Exercise A: Retype the passage of the Elista excerpt from "The next morning" up to and including "Russia never change.".

The next morning I have breakfast in the hotel restaurant, which is plush with carpets and still more blonde-wooded furniture. The house breakfast is frugal however; an small omelet, some paper-thin slices of cold cuts and cheese and bread, plus an expresso cup of instant coffee. At the table next to me are four Russian businessman in suits. They order a liter and a half bottle of vodka and consume it with their breakfast. Some things in Mother Russia never change.
The night before Andzha had given me a Russian SIMMs Card for my cell phone and now he calls me. Telo Rinpoche had been in India but he had just arrived yesterday with his teacher, the head of Drepung Gomang Monastery in southern India. At noon there will be a greeting ceremony for the Drepung Tripa, the official title of the lama from India, at the big Altan Süm (Golden Temple), the Rinpoche’ headquarters here in Elista, and the Rinpoche will have a few minutes to speak to me in his office beforehand. Also the monastery’s guest apartment is now ready to be occupied and Andzha will take me there before we go to the Golden Temple.

Entries supplied:
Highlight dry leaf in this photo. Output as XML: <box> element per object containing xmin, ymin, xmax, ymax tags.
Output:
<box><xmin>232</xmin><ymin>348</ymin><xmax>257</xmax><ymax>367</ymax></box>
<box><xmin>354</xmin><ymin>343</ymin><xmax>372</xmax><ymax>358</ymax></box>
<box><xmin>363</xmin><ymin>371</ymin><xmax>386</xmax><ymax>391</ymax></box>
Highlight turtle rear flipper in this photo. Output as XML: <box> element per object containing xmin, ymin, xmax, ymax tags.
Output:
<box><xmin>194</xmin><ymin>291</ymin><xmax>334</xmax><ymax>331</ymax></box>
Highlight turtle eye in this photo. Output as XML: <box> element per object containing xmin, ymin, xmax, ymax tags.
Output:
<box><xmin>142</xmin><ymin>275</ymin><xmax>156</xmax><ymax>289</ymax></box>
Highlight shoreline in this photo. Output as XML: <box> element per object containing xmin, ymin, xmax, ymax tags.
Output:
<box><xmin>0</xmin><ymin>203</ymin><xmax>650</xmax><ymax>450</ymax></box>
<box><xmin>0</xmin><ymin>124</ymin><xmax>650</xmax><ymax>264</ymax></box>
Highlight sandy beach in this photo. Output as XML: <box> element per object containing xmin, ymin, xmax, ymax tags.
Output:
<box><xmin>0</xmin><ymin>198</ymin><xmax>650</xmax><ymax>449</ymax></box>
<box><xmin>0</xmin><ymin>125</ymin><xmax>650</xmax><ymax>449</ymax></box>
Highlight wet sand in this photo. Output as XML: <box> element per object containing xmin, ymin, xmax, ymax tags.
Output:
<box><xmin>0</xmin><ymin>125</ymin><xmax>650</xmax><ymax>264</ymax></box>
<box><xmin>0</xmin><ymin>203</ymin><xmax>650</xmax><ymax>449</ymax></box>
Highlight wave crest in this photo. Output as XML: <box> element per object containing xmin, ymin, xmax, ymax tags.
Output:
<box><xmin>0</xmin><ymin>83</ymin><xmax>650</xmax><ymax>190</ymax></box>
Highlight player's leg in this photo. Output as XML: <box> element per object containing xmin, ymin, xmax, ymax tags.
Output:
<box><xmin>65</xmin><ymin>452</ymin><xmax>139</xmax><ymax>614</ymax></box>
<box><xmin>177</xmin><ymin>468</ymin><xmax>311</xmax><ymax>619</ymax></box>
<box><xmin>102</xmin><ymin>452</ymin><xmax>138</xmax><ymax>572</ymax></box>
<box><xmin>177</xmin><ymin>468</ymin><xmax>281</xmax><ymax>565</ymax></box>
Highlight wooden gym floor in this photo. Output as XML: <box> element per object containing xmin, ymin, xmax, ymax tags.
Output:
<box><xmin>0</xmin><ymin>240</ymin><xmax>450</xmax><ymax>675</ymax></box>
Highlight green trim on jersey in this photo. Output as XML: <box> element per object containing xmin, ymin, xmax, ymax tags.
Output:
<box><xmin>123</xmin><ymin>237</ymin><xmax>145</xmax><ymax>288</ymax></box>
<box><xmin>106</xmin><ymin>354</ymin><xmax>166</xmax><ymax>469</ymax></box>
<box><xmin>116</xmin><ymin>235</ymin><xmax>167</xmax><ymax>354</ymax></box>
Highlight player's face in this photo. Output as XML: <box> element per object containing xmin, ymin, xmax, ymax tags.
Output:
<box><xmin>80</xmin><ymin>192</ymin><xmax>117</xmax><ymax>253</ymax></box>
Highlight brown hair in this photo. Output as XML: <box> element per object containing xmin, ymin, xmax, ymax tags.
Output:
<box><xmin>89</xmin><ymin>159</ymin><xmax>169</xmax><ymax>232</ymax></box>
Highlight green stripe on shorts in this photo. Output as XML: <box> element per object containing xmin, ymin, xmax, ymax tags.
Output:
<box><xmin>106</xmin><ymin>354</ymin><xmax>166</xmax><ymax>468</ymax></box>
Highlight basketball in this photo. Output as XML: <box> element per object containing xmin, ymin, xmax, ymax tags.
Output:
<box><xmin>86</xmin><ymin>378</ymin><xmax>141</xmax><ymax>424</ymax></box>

Exercise B: Locate each line of the listing that contains the string "player" and copy those lines out. Matching is case-sensitive.

Expected answer A:
The next morning I have breakfast in the hotel restaurant, which is plush with carpets and still more blonde-wooded furniture. The house breakfast is frugal however; an small omelet, some paper-thin slices of cold cuts and cheese and bread, plus an expresso cup of instant coffee. At the table next to me are four Russian businessman in suits. They order a liter and a half bottle of vodka and consume it with their breakfast. Some things in Mother Russia never change.

Expected answer B:
Highlight player's leg in this photo. Output as XML: <box> element per object containing xmin, ymin, xmax, ymax tags.
Highlight player's face in this photo. Output as XML: <box> element per object containing xmin, ymin, xmax, ymax tags.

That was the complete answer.